__Verilen Metin__:

......

Kenan EROĞLU: Ne Öğrendimse Sohbetlerde Öğrendim

NE ÖĞRENDİMSE SOHBETLERDE ÖĞRENDİM

KENAN EROĞLU

Odgurmuş: Bildiğimiz kadarıyla toplumumuzda bir sohbet geleneği var. Bu sohbet ve sohbet toplantılarından söz edebilir miyiz?
Ögdülmüş: Evet kardeşim, Toplumumuzda çok eskilerden beri bir sohbet geleneği vardır. Bildiğimiz kadarıyla Devlet-i Aliyye döneminde evlerde köy odalarında Battal Gazi destanları, Hz. Ali Cenkleri, Mesneviden hikâyeler, Muhammediye okunur ve okunduktan sonra da sohbetler yapılırmış. Yine tekkelerde, zaviyelerde, dergâhlarda da bir sohbet geleneği vardı. Çocuklarında katıldığı bu sohbetler sırasında toplumun bilmesi gereken konular işlenir ve ortak bir kültür oluşurdu.
Esasında hem toplumun bilgilenmesi ve dolayısı ile iyi insan, iyi Mü’min yetişmesi de sağlanıyordu.

......

Veri kümesinden alıntı:
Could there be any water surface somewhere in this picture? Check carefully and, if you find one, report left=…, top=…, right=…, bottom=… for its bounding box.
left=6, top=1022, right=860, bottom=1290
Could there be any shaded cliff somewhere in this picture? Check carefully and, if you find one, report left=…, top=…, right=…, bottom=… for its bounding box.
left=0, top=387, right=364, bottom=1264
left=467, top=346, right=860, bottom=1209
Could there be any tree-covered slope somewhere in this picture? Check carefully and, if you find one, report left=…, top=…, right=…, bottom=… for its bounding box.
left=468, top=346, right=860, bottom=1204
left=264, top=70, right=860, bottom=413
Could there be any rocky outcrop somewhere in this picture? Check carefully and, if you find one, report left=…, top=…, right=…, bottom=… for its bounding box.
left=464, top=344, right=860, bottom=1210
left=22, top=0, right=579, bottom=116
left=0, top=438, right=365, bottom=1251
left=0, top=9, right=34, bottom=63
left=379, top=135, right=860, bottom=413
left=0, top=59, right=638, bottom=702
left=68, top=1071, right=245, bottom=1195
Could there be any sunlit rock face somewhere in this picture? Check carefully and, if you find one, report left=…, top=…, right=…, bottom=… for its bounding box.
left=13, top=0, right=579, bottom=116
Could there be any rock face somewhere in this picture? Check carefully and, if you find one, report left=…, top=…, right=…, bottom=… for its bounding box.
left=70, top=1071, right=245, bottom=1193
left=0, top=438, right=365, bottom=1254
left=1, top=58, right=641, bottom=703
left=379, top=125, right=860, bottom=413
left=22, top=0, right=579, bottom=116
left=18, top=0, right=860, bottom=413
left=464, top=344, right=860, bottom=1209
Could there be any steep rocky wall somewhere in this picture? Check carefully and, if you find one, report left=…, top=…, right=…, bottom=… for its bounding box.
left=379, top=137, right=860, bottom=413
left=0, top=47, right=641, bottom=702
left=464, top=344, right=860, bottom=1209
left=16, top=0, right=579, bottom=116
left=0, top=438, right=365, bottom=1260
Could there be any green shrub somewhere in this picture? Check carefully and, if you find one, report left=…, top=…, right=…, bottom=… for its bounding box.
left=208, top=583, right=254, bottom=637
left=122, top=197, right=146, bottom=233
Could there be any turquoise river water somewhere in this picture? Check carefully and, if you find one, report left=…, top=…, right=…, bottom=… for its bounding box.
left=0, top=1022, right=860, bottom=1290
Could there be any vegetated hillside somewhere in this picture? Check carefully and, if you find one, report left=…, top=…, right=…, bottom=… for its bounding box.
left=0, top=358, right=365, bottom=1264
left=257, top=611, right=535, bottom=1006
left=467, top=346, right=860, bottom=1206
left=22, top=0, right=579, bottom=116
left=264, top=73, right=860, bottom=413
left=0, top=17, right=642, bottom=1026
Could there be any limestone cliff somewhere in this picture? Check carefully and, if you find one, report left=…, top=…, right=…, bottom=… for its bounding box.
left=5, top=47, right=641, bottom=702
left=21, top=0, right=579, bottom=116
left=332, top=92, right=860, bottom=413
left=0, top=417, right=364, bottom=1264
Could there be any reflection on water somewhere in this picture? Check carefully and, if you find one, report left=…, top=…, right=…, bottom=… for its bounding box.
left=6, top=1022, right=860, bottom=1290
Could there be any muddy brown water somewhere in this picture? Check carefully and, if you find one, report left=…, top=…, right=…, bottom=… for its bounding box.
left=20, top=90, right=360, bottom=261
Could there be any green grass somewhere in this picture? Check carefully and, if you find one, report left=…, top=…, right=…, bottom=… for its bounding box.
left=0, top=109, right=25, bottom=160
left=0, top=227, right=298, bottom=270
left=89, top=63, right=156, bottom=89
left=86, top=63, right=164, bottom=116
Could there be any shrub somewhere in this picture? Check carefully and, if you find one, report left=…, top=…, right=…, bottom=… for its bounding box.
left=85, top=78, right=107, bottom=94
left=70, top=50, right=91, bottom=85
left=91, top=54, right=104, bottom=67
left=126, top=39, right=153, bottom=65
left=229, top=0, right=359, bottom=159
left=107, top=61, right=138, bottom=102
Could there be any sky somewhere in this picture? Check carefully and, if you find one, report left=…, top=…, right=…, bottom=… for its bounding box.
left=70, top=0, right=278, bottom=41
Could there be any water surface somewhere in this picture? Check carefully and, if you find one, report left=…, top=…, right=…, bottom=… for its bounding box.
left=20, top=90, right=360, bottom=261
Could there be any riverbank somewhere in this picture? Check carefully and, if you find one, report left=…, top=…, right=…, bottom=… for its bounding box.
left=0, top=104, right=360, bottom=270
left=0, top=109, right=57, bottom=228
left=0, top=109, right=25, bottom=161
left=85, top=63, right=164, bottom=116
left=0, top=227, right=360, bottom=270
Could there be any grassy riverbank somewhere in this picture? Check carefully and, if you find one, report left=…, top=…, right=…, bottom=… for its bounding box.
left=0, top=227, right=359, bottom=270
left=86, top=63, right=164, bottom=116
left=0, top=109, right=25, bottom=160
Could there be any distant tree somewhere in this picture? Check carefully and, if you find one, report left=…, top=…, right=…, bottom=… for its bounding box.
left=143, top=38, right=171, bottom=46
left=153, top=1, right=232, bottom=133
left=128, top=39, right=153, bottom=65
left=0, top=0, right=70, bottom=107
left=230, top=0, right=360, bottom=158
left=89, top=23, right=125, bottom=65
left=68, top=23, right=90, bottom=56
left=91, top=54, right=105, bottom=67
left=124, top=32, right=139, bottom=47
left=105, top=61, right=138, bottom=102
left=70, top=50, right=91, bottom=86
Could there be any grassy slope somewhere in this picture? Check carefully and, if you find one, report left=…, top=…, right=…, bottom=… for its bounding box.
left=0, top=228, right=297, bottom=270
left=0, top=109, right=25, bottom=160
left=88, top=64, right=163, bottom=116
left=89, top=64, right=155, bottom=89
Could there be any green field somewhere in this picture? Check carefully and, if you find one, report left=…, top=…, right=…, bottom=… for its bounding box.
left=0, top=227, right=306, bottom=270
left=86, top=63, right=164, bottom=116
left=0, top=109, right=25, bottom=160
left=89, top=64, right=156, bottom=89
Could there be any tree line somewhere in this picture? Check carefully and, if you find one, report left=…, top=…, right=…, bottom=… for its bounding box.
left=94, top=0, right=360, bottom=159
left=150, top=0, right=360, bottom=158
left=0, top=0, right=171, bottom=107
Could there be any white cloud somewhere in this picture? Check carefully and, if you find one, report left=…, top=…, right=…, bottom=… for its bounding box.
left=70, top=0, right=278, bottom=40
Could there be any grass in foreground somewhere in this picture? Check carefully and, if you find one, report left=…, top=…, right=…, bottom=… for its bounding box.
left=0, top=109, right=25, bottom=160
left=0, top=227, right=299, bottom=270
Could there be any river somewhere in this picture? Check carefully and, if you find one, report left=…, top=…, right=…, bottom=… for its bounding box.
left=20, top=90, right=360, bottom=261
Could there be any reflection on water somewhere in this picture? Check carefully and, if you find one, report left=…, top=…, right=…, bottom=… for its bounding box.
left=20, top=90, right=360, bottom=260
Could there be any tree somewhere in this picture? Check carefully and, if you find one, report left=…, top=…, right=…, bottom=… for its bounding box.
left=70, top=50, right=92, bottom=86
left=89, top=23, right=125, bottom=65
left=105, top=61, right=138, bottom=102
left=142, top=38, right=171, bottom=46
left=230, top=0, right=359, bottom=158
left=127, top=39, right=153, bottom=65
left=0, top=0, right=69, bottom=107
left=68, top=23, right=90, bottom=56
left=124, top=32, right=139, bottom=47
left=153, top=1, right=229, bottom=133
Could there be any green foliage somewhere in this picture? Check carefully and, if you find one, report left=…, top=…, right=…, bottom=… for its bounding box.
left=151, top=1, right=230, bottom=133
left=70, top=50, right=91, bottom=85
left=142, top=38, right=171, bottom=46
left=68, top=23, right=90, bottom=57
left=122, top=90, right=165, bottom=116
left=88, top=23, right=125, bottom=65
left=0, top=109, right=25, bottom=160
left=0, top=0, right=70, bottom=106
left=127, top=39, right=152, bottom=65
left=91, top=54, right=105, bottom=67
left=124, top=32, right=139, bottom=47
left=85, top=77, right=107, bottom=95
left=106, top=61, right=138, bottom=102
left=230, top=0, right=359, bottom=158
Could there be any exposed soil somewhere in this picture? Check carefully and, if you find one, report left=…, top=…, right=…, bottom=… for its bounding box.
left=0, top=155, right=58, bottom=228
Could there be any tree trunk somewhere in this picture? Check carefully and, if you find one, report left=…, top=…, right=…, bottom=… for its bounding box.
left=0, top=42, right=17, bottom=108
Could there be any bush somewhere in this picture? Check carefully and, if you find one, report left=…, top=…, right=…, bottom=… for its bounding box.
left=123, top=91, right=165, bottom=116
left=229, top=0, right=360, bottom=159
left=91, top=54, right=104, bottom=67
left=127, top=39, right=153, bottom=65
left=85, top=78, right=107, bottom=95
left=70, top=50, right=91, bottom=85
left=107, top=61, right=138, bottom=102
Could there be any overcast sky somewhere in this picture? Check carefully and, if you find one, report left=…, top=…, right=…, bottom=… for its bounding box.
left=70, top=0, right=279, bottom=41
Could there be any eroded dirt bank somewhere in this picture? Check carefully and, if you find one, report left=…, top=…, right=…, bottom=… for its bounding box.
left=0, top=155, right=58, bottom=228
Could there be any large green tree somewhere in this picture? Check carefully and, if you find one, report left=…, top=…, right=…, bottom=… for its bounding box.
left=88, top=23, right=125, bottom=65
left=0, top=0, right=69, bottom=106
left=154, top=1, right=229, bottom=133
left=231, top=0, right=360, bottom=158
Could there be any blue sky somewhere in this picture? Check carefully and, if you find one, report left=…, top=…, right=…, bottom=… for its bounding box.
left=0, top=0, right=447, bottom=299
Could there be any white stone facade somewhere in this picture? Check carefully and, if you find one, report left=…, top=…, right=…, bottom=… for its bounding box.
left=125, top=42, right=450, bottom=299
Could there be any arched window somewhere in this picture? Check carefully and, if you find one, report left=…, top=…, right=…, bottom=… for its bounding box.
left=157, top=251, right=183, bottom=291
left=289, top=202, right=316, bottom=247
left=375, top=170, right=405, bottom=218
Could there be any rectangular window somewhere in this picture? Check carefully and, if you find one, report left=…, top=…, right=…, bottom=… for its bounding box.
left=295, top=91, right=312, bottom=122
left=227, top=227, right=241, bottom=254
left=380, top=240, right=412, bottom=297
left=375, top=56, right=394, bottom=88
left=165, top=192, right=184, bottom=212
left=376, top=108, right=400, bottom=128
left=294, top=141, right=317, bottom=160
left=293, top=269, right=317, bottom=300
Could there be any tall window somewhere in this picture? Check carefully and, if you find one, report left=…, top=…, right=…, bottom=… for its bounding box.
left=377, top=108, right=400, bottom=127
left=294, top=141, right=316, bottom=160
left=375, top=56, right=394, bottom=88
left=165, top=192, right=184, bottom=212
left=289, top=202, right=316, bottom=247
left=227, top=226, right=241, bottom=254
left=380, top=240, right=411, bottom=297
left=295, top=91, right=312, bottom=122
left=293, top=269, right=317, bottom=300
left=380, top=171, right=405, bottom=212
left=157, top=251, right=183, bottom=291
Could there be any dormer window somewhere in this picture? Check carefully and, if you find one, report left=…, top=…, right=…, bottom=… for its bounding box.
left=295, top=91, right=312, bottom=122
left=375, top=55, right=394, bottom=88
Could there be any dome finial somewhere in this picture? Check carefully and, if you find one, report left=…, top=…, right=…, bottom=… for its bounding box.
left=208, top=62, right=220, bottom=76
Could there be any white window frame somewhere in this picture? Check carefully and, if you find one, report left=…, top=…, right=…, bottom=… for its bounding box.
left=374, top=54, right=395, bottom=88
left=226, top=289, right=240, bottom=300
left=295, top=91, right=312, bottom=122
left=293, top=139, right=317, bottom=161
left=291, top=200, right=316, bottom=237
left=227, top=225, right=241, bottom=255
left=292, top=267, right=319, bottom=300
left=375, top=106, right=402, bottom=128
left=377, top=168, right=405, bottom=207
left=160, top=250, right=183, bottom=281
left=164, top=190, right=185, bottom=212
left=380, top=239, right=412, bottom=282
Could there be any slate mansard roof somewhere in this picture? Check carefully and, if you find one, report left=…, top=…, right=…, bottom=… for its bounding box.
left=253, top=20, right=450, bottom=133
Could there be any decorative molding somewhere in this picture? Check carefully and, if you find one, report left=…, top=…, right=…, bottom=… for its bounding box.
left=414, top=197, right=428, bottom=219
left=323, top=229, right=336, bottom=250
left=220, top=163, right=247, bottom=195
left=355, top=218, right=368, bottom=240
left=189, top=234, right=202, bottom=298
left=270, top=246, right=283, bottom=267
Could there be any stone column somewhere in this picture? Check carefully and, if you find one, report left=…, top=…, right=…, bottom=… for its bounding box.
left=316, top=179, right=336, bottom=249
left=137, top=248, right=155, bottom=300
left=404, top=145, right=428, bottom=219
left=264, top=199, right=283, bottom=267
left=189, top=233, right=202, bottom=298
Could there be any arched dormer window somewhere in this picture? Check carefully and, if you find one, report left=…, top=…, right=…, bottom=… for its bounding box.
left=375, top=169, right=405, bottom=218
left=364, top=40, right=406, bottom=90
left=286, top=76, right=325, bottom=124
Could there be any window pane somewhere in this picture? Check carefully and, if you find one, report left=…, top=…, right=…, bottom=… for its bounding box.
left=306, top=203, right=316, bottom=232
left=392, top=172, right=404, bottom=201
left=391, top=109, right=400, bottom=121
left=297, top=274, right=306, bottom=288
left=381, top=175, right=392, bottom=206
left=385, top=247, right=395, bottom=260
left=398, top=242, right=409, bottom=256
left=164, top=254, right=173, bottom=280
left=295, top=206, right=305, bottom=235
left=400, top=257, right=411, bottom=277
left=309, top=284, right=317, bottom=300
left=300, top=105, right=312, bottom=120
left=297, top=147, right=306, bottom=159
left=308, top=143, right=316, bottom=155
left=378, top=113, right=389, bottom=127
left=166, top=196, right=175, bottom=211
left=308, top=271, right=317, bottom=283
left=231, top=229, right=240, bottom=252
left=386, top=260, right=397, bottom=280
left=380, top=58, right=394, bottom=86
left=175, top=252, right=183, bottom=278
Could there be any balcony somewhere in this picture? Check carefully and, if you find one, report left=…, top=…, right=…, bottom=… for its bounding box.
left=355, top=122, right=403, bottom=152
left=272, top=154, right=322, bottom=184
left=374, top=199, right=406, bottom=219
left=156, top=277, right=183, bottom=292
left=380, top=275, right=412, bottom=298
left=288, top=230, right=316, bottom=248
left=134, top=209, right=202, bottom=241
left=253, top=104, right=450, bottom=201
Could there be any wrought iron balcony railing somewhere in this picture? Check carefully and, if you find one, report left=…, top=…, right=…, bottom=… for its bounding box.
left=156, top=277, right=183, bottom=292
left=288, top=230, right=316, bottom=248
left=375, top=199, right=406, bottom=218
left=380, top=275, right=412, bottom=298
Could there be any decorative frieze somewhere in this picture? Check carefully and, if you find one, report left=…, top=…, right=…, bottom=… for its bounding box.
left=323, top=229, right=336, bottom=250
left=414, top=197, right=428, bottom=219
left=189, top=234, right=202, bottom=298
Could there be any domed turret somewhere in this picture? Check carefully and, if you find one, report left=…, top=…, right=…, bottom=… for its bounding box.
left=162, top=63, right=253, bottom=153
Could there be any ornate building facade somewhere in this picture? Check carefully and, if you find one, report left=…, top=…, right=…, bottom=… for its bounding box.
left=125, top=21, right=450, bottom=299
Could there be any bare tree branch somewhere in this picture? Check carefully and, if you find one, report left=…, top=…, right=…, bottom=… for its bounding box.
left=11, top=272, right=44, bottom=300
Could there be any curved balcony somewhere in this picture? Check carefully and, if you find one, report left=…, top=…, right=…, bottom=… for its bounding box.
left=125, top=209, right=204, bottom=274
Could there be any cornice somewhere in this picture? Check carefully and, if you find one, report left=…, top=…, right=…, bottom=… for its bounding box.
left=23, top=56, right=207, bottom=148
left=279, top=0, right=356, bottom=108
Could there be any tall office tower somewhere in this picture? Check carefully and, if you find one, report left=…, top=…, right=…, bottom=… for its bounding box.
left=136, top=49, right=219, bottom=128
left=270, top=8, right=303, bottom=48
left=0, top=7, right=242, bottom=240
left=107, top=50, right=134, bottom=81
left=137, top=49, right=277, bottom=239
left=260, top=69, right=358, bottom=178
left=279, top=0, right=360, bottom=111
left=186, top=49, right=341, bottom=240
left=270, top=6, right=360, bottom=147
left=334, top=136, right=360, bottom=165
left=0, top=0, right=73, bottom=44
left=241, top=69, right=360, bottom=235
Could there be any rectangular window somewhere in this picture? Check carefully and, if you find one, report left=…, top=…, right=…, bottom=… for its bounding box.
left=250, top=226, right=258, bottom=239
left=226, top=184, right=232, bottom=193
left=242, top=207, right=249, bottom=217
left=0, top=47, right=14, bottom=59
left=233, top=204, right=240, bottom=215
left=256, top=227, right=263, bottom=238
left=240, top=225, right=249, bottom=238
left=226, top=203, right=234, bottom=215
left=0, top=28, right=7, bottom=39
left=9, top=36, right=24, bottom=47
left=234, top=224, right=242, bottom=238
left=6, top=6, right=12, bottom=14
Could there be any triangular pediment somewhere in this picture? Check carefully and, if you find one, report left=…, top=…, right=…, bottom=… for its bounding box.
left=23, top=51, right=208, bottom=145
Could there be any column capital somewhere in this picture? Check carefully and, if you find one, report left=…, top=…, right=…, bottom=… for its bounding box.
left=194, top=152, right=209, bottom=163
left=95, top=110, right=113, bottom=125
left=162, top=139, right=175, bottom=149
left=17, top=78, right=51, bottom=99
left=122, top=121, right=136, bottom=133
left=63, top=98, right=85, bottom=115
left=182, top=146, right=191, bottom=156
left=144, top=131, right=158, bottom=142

......

__Alıştırmalar__:
1 - Verilen metne göre evler ve köy odaları dışında sohbet geleneği başka hangi mekânlarda bulunuyordu?
2 - Listede "balcony" sözcüğünün geçtiği satırların tamamını gösteriniz.

__Cevap Anahtarı__:
1 - Tekkelerde, zaviyelerde ve dergâhlarda.

2 -
Could there be any balcony somewhere in this picture? Check carefully and, if you find one, report left=…, top=…, right=…, bottom=… for its bounding box.
Could there be any wrought iron balcony railing somewhere in this picture? Check carefully and, if you find one, report left=…, top=…, right=…, bottom=… for its bounding box.
Could there be any curved balcony somewhere in this picture? Check carefully and, if you find one, report left=…, top=…, right=…, bottom=… for its bounding box.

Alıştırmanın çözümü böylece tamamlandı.